_PROMPT_
Your task is to repeat the records exactly from the line containing "the blue background" onward, through the final line.

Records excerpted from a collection
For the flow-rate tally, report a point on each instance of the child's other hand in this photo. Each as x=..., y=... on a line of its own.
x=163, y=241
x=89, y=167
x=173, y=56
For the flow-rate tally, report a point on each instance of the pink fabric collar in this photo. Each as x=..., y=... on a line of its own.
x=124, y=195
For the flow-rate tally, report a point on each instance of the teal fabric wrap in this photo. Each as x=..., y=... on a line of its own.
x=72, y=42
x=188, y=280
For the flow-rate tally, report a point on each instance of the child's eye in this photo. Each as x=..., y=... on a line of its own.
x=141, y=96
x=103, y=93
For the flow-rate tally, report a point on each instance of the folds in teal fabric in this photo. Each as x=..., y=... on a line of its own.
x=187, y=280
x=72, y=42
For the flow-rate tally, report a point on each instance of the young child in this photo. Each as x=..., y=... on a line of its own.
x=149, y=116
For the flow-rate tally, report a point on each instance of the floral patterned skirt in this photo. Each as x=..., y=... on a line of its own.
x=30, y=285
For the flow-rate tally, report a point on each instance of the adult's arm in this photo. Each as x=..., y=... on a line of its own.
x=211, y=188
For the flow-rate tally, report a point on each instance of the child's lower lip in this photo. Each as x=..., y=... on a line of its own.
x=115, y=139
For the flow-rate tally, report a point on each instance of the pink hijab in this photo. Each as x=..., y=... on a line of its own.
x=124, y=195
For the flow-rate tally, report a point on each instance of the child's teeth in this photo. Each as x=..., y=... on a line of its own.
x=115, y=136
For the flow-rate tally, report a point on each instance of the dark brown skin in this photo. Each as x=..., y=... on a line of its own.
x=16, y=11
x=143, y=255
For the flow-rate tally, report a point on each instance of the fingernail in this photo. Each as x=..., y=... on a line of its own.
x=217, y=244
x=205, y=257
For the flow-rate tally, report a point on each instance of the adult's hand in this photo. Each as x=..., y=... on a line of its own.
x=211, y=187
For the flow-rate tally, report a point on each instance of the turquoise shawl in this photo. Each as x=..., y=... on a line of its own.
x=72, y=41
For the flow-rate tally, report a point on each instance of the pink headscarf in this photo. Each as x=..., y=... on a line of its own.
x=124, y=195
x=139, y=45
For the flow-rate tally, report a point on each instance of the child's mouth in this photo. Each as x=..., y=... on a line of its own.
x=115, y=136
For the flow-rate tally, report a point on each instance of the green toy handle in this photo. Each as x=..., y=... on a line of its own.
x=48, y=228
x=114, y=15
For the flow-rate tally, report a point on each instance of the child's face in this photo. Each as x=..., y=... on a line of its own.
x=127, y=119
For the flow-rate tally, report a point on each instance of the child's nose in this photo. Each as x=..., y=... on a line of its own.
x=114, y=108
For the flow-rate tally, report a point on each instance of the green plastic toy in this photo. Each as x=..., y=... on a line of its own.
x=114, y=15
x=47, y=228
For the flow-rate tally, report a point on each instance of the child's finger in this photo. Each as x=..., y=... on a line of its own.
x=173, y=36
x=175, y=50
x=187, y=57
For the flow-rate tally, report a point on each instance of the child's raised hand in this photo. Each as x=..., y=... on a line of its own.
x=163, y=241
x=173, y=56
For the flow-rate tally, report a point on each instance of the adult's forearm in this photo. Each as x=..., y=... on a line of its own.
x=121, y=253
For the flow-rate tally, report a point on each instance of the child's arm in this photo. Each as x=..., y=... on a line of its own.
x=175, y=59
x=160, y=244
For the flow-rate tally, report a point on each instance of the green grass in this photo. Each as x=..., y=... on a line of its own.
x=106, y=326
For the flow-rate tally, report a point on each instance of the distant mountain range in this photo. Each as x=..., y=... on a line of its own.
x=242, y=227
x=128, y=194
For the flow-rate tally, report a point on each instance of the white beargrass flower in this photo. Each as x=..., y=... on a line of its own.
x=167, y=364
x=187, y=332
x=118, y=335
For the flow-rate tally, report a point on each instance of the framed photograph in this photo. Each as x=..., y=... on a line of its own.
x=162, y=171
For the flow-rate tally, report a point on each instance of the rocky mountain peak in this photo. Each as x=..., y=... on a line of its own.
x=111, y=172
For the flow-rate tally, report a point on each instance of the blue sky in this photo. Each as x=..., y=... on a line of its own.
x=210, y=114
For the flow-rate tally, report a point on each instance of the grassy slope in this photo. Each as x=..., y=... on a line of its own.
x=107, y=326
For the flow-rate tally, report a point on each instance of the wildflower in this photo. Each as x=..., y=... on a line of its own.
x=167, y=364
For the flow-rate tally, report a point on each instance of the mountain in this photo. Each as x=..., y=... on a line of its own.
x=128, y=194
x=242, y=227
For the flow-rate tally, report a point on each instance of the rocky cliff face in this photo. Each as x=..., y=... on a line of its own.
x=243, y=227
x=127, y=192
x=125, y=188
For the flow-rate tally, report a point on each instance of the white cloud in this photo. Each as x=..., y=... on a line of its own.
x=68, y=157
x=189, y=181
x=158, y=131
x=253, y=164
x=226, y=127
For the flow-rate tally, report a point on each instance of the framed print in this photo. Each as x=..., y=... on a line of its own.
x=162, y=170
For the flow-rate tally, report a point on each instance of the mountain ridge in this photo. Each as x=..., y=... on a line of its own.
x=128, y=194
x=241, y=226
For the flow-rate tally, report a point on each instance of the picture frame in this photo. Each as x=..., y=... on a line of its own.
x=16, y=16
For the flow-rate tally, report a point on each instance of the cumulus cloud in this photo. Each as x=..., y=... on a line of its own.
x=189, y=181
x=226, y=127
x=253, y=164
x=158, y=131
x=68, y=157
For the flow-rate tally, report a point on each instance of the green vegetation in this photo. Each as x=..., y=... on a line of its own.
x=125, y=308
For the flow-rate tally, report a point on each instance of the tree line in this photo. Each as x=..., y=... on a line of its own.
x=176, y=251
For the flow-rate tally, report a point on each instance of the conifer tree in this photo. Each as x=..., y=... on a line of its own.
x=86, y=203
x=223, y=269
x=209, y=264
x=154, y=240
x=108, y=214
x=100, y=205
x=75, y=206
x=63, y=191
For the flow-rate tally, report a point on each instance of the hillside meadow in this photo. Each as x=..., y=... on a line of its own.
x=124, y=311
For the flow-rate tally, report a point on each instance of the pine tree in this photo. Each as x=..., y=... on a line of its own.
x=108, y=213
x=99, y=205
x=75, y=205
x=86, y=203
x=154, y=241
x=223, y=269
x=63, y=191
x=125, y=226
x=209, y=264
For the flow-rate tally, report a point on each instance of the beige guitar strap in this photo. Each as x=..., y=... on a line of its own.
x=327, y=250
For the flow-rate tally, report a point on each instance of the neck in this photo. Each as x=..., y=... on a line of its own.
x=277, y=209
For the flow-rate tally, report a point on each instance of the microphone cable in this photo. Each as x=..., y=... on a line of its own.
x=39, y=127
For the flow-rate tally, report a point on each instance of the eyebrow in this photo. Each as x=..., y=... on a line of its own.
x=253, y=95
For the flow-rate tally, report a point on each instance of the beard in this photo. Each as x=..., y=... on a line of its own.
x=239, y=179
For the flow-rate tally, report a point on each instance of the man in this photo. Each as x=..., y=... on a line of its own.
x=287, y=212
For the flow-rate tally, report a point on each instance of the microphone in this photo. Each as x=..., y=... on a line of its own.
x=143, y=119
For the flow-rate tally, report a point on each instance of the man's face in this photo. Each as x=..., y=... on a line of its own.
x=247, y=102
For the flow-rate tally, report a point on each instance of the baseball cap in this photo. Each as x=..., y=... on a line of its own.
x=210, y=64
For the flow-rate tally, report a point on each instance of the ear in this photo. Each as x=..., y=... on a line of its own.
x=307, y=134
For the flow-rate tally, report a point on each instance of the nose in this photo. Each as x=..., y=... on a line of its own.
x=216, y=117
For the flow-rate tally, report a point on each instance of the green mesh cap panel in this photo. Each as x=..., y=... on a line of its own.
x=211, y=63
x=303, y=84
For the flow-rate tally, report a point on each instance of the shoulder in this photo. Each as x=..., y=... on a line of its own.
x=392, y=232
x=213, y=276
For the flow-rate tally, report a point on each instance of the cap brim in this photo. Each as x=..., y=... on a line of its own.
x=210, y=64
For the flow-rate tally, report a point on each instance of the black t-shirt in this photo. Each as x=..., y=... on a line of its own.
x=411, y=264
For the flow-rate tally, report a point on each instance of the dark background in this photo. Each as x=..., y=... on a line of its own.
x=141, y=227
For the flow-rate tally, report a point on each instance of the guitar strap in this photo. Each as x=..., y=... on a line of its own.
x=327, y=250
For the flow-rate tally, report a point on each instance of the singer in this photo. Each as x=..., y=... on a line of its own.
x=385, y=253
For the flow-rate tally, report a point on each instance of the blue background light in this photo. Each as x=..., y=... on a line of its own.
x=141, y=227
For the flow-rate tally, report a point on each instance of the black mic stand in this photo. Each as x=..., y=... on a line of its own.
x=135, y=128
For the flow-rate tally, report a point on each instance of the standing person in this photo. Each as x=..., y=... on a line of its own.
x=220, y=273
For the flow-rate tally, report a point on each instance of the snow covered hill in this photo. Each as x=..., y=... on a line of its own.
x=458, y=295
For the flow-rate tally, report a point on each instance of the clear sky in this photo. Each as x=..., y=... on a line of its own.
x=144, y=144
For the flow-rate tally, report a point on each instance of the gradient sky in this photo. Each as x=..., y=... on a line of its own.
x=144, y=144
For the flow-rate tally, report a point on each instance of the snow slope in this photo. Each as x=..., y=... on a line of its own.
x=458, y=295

_YOUR RESPONSE_
For the flow-rate tally, report a point on each instance of the blue background light in this photo. Each as x=..., y=... on a line of its own.
x=141, y=227
For the flow-rate tally, report a point on each instance of the black mic stand in this photo. Each as x=..., y=... on a line of its own.
x=135, y=128
For the flow-rate tally, report a point on each instance of the standing person in this photo. Each as x=..., y=... on a line of its own.
x=220, y=273
For the flow-rate tally, report a point on each instance of the snow covered hill in this photo. Each as x=..., y=... on a line of its own.
x=458, y=295
For the flow-rate tally, report a point on each instance of the clear sky in this photo. Each as x=..., y=... on a line of its own.
x=144, y=144
For the flow-rate tally, report a point on each instance of the gradient sky in this photo. Each as x=..., y=... on a line of its own.
x=144, y=144
For the flow-rate tally, report a point on each instance of the snow slope in this photo. Each as x=..., y=... on a line of its own.
x=458, y=295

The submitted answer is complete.